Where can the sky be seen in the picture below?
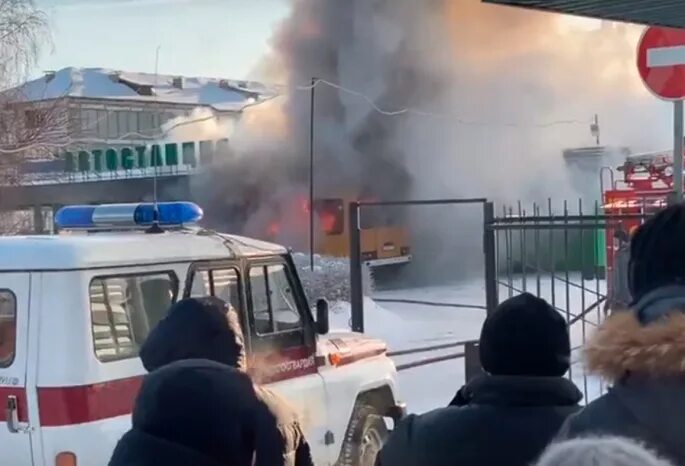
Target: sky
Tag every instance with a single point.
(213, 38)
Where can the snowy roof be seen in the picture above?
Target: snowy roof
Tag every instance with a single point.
(101, 83)
(79, 251)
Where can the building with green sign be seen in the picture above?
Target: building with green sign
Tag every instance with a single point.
(119, 120)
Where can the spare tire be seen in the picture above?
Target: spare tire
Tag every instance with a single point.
(364, 437)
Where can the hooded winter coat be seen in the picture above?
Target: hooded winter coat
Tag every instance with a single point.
(493, 420)
(207, 328)
(646, 365)
(200, 413)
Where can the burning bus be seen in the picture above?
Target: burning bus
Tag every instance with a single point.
(384, 237)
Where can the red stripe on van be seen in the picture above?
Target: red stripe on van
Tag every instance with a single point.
(20, 393)
(62, 406)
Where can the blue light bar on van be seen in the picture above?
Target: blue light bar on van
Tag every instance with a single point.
(86, 217)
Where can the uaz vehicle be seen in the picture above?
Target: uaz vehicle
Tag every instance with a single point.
(75, 308)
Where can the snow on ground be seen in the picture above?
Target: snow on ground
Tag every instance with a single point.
(405, 326)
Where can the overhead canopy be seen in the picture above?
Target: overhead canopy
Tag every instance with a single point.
(669, 13)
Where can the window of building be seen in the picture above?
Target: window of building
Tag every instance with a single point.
(89, 121)
(102, 124)
(133, 125)
(36, 118)
(223, 283)
(124, 129)
(274, 308)
(112, 125)
(125, 308)
(8, 327)
(145, 122)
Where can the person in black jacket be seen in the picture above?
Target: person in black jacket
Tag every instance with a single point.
(642, 352)
(207, 328)
(508, 415)
(200, 413)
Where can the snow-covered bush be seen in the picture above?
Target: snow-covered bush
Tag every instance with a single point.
(330, 278)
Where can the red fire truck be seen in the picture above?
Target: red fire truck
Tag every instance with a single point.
(642, 188)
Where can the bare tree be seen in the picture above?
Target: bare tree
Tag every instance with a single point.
(31, 127)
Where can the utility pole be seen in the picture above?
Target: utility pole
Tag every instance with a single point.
(594, 129)
(311, 174)
(678, 150)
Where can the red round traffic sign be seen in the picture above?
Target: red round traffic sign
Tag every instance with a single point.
(661, 62)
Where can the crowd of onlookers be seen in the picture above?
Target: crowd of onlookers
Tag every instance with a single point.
(197, 406)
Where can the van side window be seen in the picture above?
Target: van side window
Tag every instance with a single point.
(274, 306)
(8, 327)
(223, 283)
(125, 308)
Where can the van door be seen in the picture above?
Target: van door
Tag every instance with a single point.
(15, 434)
(283, 348)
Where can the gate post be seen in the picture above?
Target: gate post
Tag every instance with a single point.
(356, 292)
(38, 223)
(490, 255)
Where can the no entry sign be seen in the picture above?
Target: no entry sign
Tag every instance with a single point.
(661, 62)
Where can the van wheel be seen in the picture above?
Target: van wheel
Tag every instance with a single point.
(364, 437)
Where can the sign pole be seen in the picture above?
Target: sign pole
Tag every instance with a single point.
(678, 150)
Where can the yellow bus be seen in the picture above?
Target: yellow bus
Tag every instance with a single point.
(384, 241)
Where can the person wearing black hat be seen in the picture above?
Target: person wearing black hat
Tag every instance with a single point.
(208, 328)
(642, 352)
(200, 413)
(508, 415)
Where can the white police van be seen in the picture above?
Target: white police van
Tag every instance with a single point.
(75, 308)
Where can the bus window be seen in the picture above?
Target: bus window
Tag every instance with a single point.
(331, 215)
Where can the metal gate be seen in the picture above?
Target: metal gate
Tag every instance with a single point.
(557, 253)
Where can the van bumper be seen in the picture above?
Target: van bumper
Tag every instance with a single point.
(397, 412)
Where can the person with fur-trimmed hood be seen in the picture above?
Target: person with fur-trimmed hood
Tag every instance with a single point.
(208, 328)
(507, 415)
(642, 352)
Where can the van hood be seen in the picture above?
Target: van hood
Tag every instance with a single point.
(348, 347)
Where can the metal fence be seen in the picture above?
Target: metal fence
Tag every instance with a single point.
(558, 253)
(356, 211)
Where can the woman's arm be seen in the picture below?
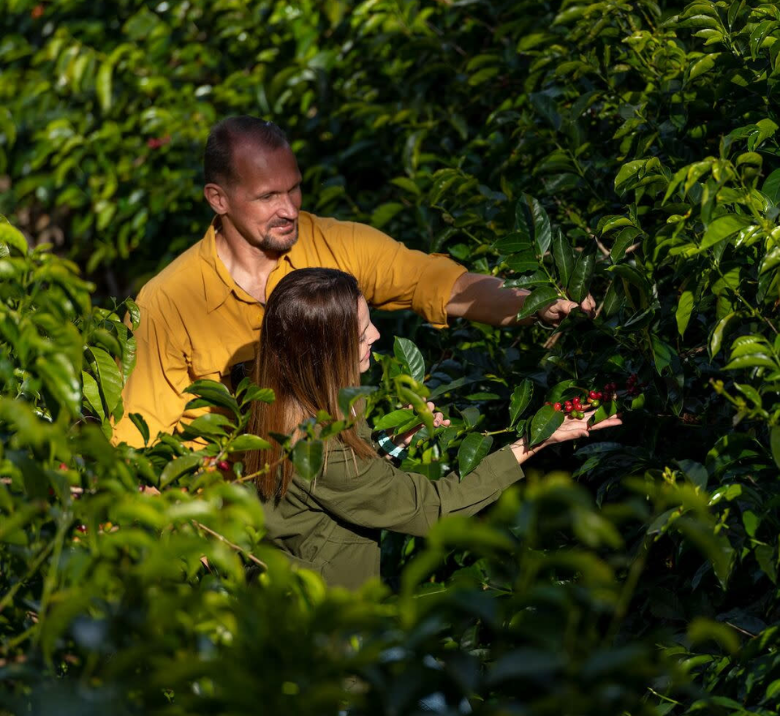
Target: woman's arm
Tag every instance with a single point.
(375, 494)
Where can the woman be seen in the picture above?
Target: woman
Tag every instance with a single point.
(315, 339)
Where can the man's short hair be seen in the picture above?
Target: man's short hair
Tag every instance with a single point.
(218, 157)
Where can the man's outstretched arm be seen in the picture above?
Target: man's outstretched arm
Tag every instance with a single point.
(483, 298)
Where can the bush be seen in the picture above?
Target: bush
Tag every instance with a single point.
(628, 149)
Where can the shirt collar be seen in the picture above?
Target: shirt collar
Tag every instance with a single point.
(217, 281)
(218, 284)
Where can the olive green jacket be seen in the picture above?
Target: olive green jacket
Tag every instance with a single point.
(332, 525)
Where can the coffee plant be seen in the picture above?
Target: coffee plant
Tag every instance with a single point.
(626, 149)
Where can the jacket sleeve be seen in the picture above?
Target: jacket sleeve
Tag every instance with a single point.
(156, 386)
(375, 494)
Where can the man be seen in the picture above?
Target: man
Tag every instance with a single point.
(201, 315)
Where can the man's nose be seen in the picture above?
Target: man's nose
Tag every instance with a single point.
(288, 209)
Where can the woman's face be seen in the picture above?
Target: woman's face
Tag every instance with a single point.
(368, 334)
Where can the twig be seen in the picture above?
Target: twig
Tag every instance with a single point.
(230, 544)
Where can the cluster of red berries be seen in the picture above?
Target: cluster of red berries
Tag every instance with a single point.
(610, 392)
(575, 408)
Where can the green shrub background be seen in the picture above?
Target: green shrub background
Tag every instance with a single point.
(629, 149)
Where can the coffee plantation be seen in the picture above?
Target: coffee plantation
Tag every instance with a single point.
(626, 149)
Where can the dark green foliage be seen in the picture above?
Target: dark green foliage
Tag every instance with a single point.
(626, 149)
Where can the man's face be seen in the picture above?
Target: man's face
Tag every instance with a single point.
(264, 201)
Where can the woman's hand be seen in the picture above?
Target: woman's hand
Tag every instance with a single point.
(574, 428)
(405, 439)
(571, 429)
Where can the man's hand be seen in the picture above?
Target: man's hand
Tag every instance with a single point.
(556, 312)
(405, 439)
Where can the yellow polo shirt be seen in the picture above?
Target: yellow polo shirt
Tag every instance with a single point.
(196, 322)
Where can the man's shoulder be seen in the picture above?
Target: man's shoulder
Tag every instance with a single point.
(179, 280)
(331, 230)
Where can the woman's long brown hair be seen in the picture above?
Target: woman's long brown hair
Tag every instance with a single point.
(309, 350)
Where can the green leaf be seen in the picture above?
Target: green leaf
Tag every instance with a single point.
(211, 394)
(514, 243)
(715, 547)
(546, 421)
(523, 262)
(722, 228)
(248, 442)
(702, 65)
(716, 337)
(702, 630)
(622, 242)
(772, 186)
(212, 425)
(532, 222)
(92, 395)
(348, 397)
(684, 310)
(774, 443)
(471, 452)
(307, 458)
(110, 378)
(256, 393)
(579, 285)
(135, 313)
(13, 238)
(536, 300)
(627, 174)
(770, 262)
(663, 353)
(61, 380)
(139, 422)
(176, 468)
(564, 257)
(394, 419)
(539, 278)
(103, 85)
(521, 397)
(410, 357)
(556, 393)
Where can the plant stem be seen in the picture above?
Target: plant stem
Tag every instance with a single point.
(230, 544)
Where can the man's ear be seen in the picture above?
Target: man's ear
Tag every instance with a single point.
(216, 197)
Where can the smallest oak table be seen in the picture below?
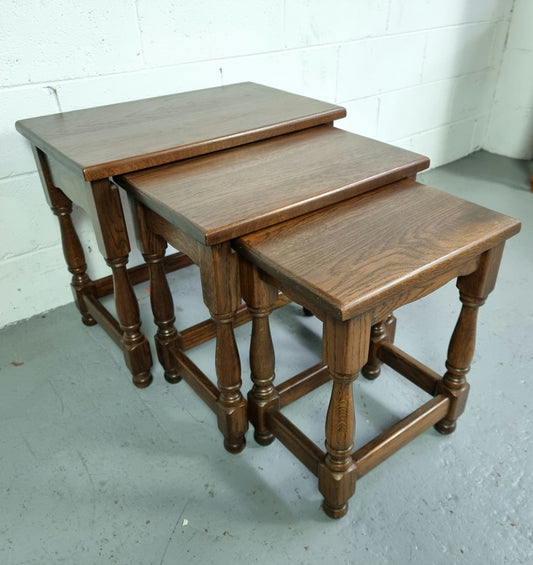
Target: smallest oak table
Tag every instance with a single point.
(76, 153)
(200, 205)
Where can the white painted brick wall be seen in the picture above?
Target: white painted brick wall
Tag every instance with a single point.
(510, 130)
(433, 76)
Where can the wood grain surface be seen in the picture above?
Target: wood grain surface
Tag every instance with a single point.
(224, 195)
(129, 136)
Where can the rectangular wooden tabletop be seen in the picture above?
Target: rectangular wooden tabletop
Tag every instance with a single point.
(362, 251)
(119, 138)
(224, 195)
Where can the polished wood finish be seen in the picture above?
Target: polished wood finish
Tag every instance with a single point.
(227, 194)
(352, 264)
(77, 151)
(200, 205)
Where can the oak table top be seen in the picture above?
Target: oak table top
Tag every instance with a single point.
(77, 152)
(404, 232)
(222, 196)
(118, 138)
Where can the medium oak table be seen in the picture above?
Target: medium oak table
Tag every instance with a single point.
(200, 205)
(76, 153)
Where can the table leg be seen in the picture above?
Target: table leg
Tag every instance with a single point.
(167, 338)
(260, 298)
(382, 332)
(220, 286)
(346, 346)
(61, 206)
(473, 291)
(112, 236)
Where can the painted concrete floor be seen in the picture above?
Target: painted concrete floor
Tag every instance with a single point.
(94, 470)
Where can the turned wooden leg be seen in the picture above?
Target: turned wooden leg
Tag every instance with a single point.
(133, 341)
(346, 346)
(221, 291)
(473, 291)
(260, 299)
(383, 332)
(61, 206)
(167, 337)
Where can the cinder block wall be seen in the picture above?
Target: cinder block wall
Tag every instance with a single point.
(420, 74)
(510, 129)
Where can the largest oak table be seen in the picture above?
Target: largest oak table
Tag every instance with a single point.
(77, 153)
(202, 204)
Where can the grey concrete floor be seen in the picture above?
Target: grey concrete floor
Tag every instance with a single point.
(94, 470)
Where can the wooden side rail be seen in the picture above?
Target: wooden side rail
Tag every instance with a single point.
(197, 380)
(408, 367)
(139, 274)
(295, 440)
(299, 385)
(401, 433)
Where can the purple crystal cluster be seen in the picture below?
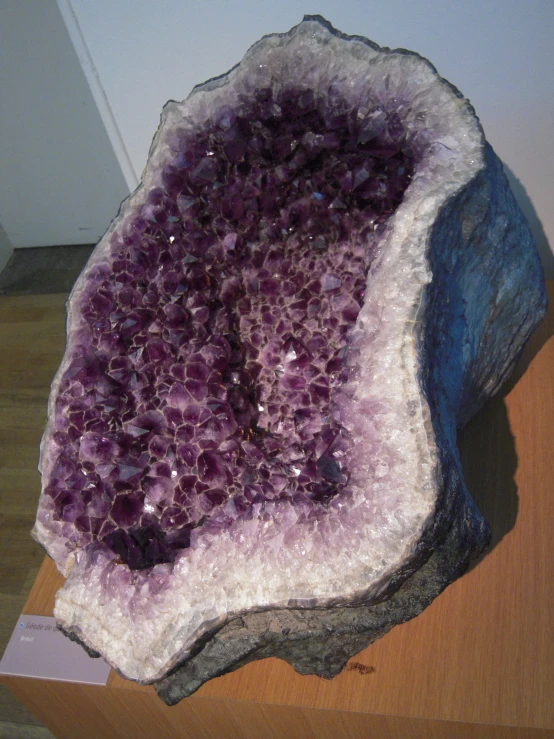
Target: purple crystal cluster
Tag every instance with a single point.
(251, 445)
(212, 342)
────────
◆ **Aim of the task**
Go through the records above and copy every line holding the word "smallest".

◆ **Solution**
Where can the smallest oak table be seen in the picture below?
Target: smallest oak table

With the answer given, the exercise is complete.